**Text section:**
The emphasis in this book is on what was physically possible, technologically practical, and consistent wth archaeological facts in ancient Sumer, now southern Iraq. The result of this synthesis is a reconstruction of a lost legend about a Sumerian king named Ziusudra who was chief executive of the city-state Shuruppak at the end of the Jemdet Nasr period about 2900 BC. A six-day thunderstorm caused the Euphrates River to rise 15 cubits, overflow the levees, and flood Shuruppak and a few other cities in Sumer. A few feet of yellow sediment deposited by this river flood is archaeologically attested and artifacts at about this sediment level have been radiocarbon dated.
When the levees overflowed, Ziusudra (Noah) boarded a commercial river barge that had been hauling grain, beer, and other cargo on the Euphrates River. The barge floated down the river into the Persian (Arabian) Gulf where it grounded in an estuary at the mouth of the river. Ziusudra (Noah) then offered a sacrifice on an altar at the top of a nearby hill which storytellers mistranslated as mountain. This led them to falsely assume that the nearby barge had grounded on top of a mountain. Actually it never came close to a mountain.
Skeptics are correct when they say Noah's flood (as it is commonly understood) could not have happened, because many of the story elements, such as grounding of the ark in the mountains of Ararat, would have been physically impossible. This book uncovers how the mountains of Ararat got involved in the story (Noah did not go there) and locates the precise spot (within a few meters) of where Noah offered his sacrifice. This is a historical site (not on a mountain) that has already been excavated by archaeologists.
After the ark grounded, Noah met other survivors of the flood and some of the things they discussed are mentioned in the myth that priests and storytellers told about the flood. Noah's family separated and Noah had to flee into exile, because of conflicts between Noah and other survivors of the flood. The place where Noah lived until his death is identified in this book. Noah's sons traveled northwest on foot along the Tigris River and settled at a place identified in this book.
The incredible numbers in Genesis 5 were the result of an ancient scribe mistranslating some archaic pre-cuneiform numbers into cuneiform sexagesimal numbers. The incredible numbers in the Sumerian King List were also mistranslated by another ancient scribe. This book successfully matches the Genesis 5 numbers to the Sumerian King List numbers.
Apparantly the Chinese character for 'boat' looks like a combination of the characters for 'vessel', 'eight' and 'mouth', which could mean "eight people in a boat".....a coded message about the flood?

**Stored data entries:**

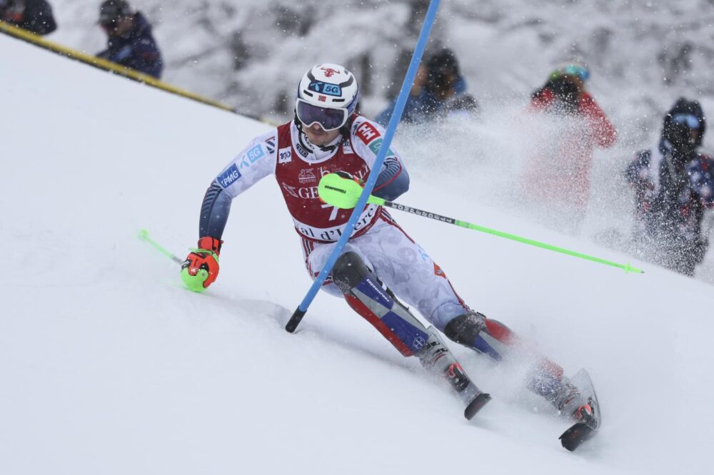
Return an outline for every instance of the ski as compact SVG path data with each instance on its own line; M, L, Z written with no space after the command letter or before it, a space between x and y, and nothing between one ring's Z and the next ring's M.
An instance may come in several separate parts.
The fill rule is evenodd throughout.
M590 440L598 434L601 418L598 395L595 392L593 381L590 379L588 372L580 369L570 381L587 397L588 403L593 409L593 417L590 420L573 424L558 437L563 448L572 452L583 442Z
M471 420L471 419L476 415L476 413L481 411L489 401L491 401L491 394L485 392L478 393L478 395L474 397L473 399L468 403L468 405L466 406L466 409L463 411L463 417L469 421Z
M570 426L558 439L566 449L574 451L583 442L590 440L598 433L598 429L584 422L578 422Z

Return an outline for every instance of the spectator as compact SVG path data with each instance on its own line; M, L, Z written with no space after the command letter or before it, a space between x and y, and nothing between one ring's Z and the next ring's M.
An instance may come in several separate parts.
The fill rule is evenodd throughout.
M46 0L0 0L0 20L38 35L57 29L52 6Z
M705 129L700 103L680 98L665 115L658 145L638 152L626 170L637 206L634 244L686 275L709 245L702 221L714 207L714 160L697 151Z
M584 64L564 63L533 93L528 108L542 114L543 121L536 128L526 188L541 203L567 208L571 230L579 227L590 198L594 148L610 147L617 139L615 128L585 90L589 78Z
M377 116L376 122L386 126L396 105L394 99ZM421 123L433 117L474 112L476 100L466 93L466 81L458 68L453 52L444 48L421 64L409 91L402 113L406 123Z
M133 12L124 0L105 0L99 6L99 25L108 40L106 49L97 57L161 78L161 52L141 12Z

==

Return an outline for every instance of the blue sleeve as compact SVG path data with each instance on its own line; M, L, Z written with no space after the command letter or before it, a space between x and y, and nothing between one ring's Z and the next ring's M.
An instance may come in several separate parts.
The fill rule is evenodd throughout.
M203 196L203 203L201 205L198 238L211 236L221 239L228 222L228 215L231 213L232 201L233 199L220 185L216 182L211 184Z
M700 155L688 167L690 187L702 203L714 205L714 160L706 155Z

**What is required:**
Answer these questions from the text on Noah's flood:
1. By how many cubits did the Euphrates River rise during the six-day thunderstorm?
2. Where did the barge carrying Ziusudra (Noah) ground?
3. In what direction did Noah's sons travel, and along which river?

**Answer to this problem:**
1. 15 cubits.
2. In an estuary at the mouth of the river, in the Persian (Arabian) Gulf.
3. Northwest, on foot along the Tigris River.